Quoted text:

►

EDA on Internet Service Providers

Published

April 28, 2025

Code

source("R/table_with_options.R")

We are starting our first exploratory data analysis around ISPs in the FCC NBM data set. It should be kept in mind that an ISP can be listed multiple times at the same location (offering multiple service).

Our goal is being able to take FCC data and 1. correctly identify the single ISP that is providing each reported service (i.e., deduplication of ISP names) 2. correctly identify that ISP over time (from the same program and from other FCC products).

How should we define an ISP? How can we define coverage (should a service 0/0 be considered as part of the extent of an ISP’s coverage)?

We shifted a bit from exploring to trying to classify the quality of information we have from FCC about ISP.

◄

(Region outline rows)

►

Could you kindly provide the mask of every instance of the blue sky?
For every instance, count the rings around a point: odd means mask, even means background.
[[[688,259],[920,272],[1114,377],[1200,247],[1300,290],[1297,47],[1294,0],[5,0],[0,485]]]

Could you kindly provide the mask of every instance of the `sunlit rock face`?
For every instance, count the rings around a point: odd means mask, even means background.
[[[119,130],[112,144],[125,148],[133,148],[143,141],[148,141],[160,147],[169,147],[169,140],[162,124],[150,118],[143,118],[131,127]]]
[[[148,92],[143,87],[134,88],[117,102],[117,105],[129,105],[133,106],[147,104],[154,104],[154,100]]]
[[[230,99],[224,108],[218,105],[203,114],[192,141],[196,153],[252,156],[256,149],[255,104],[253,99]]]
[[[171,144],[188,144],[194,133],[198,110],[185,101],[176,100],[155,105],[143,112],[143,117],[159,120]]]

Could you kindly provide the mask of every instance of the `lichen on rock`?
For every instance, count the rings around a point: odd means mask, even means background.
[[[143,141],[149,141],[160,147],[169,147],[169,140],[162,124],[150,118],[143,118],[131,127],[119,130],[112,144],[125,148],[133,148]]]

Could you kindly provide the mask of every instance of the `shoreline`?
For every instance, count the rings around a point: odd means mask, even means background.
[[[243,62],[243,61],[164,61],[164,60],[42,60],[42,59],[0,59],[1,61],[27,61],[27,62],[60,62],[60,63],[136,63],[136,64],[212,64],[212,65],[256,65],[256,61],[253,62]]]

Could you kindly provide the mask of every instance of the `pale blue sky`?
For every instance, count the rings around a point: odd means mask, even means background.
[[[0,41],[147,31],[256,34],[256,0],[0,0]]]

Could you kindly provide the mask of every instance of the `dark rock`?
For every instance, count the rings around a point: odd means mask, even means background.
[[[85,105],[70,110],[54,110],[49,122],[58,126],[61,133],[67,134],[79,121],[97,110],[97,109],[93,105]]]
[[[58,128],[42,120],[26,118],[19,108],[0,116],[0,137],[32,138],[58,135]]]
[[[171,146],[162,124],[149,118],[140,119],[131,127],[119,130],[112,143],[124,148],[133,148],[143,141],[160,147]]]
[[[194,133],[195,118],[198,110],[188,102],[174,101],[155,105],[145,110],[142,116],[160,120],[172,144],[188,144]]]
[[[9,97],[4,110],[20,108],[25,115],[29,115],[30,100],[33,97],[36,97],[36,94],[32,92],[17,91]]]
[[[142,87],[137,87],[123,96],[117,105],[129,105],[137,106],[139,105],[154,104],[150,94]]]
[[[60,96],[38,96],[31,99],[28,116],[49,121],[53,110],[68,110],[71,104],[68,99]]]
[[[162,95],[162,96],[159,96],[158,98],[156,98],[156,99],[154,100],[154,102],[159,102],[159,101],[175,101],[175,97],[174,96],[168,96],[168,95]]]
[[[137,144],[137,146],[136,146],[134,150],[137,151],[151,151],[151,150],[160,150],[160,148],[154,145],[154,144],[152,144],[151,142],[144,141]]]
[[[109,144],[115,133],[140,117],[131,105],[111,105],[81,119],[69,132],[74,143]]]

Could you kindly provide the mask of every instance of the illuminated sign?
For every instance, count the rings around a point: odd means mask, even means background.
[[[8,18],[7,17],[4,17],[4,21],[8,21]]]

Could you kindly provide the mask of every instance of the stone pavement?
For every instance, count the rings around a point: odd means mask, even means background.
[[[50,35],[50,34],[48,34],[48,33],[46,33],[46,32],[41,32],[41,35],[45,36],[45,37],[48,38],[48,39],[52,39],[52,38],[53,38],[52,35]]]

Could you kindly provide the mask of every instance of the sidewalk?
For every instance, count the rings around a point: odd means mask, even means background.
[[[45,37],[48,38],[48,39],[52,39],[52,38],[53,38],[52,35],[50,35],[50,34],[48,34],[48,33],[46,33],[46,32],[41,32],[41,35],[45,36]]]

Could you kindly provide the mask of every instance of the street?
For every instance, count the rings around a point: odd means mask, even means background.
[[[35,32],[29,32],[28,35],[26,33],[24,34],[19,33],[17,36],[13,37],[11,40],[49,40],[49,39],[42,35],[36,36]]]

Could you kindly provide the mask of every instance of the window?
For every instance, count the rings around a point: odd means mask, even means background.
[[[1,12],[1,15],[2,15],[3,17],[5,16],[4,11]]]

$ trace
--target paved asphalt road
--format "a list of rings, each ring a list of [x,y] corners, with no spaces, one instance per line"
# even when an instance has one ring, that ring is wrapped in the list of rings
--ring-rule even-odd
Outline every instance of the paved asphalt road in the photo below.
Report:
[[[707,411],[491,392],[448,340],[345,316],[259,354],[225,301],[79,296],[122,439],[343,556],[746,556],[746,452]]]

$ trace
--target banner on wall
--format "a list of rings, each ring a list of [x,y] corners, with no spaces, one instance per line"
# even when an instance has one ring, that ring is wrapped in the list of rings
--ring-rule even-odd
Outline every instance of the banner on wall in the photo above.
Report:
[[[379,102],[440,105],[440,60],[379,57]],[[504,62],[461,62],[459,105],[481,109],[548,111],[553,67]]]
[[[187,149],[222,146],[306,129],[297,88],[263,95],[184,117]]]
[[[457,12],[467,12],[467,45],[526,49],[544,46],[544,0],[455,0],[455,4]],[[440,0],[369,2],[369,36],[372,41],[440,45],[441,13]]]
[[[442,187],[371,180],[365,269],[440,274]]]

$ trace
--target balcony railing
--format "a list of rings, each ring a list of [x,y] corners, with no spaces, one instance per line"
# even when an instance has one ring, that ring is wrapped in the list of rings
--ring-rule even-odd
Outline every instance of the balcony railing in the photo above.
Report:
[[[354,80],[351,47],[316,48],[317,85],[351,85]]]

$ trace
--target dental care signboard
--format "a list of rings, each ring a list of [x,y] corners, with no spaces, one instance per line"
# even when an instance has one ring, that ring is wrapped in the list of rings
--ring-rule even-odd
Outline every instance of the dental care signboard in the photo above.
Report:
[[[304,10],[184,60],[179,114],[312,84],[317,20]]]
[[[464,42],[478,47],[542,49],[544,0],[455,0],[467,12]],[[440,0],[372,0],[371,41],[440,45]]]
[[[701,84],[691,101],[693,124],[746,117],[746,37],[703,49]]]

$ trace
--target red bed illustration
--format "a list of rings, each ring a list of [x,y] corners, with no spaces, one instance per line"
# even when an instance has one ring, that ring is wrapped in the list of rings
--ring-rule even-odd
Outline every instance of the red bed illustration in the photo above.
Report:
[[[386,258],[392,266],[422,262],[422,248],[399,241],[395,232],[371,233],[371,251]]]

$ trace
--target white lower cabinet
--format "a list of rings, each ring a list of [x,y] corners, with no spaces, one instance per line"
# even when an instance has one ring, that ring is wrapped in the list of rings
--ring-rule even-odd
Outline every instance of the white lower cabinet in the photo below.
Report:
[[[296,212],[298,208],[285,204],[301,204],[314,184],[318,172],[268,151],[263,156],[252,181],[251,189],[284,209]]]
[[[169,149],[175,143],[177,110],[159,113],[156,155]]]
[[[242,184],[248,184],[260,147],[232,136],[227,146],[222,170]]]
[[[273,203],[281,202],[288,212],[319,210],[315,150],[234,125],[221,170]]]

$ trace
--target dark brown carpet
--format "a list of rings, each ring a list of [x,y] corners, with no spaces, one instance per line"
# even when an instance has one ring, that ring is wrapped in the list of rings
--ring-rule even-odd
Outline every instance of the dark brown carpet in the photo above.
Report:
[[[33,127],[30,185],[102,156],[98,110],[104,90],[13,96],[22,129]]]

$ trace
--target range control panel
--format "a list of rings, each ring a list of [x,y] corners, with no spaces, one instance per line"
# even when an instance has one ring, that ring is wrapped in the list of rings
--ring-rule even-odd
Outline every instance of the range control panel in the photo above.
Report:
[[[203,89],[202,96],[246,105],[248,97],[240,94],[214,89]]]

◄

Direction 1:
In the rows, give everything from the line containing "the illuminated sign?" down to the line containing "[[[8,18],[7,17],[4,17],[4,21],[8,21]]]" as a numbered list, leaving out blank lines.
Direction 2:
Carry the exploratory analysis of ISPs in the FCC data further from where it stops.

Written reply 1:
1. Could you kindly provide the mask of every instance of the illuminated sign?
2. For every instance, count the rings around a point: odd means mask, even means background.
3. [[[8,18],[7,17],[4,17],[4,21],[8,21]]]

Written reply 2:
The query that generated the data set is here:

select 
    frn,
    provider_id,
    brand_name,
    count(distinct location_id) as cnt_locations,
    count(*) as cnt_locations_services,
    bool_or(case when technology = 10 then true else false end) as has_copperwire,
    bool_or(case when technology = 40 then true else false end) as has_coaxial_cable,
    bool_or(case when technology = 50 then true else false end) as has_fiber,   
    bool_or(case when technology >= 70 then true else false end) as has_wireless,
    bool_or(case when technology = 60 or  technology = 61 then true else false end) as has_satel,
    array_agg(distinct state_abbr)
from staging.june23
group by frn, provider_id, brand_name

The name of the columns match the FCC’s documented descriptions.

We are adding:

cnt_locations_services: count of services, in one location you can have multiple services with different providers, technology and speeds provides (sometimes one providers can have multiple technology and/or multiple speeds)
cnt_locations: count of locations covered by this specific set of brand_name, provider_id, state_abbr and technology (here if a provider declare providing different speed in that location it will not be counted)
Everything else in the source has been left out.